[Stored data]
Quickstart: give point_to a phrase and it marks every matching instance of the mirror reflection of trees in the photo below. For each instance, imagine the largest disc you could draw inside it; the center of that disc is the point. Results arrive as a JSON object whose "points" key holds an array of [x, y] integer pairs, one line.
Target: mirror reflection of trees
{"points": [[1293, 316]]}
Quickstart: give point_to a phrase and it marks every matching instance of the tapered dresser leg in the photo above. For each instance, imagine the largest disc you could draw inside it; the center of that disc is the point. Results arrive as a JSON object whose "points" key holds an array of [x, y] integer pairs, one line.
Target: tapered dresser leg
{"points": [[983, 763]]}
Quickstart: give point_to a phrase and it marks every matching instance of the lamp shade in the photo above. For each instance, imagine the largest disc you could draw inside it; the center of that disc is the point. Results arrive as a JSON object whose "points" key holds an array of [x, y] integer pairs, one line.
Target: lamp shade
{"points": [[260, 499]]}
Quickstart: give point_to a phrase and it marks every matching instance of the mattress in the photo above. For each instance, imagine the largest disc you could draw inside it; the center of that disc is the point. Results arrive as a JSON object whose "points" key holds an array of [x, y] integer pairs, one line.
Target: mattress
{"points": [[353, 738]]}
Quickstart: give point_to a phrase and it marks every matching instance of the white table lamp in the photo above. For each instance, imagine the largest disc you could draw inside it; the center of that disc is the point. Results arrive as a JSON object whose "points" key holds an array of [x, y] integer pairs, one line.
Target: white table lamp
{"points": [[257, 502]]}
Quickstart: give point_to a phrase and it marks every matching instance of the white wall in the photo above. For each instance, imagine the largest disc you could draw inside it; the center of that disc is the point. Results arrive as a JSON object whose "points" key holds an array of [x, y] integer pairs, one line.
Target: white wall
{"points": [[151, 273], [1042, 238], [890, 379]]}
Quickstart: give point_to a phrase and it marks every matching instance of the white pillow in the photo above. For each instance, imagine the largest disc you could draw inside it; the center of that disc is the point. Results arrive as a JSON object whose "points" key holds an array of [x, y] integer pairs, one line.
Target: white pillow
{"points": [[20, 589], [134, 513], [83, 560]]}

» **Exercise prompt**
Copy out every line of the stored data above, keeping each one unchanged and in its original order.

» **The solution**
Quickstart: give point_to a phrase and it marks every matching instance of the mirror reflection of trees in the photo below. For each instance, imagine the largest disc you could draw inside it; the center of that disc is the point. Results arrive as a JSON object whose "points" key holds an array of [x, y] integer pairs, one line.
Target: mirror reflection of trees
{"points": [[1293, 316]]}
Quickstart: give point_to a phrase and it marks every matching instance of the tapered dresser leg in the photo above. For each instance, imagine the largest disc you could draw inside it; the center of that disc is the point. Results arrive as a JSON object whose "points" key holds an array of [x, y] integer pairs, one line.
Target: tapered dresser leg
{"points": [[983, 763]]}
Quickstart: give point_to a phrase and it marks every matching instance of the lamp shade in the photo above. For each instance, imagine the largest disc you could draw inside it; the center of that disc is the point. Results arrive as a JSON object whose "points" key holds an array of [x, y] integer pairs, one line.
Target: lamp shade
{"points": [[260, 499]]}
Quickstart: give point_to a phrase and it marks every matching instance of the mattress in the photo above. For each instance, imagine the largest disc you could draw inside it; the center of that disc is the point. Results arrive as a JSON object whose "points" key holds an array of [x, y] integer pairs, one line.
Target: mattress
{"points": [[353, 738]]}
Quickstart: give point_to a phrase and it marks every matching instance of the white table lamp in the photo above. For each instance, imagine the largest disc you could draw inside it; the center of that disc is the point. Results arrive as a JSON object whose "points" key holds an array of [x, y] integer pairs, one line.
Target: white table lamp
{"points": [[257, 502]]}
Quickstart: give point_to a phrase and it marks every matching instance of the white wall in the photo above. For each instance, imagine the largest disc you could draw inside it; the center of that disc is the point. Results arrive as a JSON object whose "points" key holds an array of [x, y] integer pairs, one line.
Target: white wall
{"points": [[151, 273], [1042, 238], [890, 379]]}
Quickstart: give point_to a phrase and it marks every matching instance of the white pillow in the photo above. For each instance, imagine the largest disc you could draw inside it; the center of that disc is the point. Results arrive as a JSON object whose "points" key holds an array of [x, y] integer pairs, one line.
Target: white pillow
{"points": [[20, 589], [134, 513], [83, 560]]}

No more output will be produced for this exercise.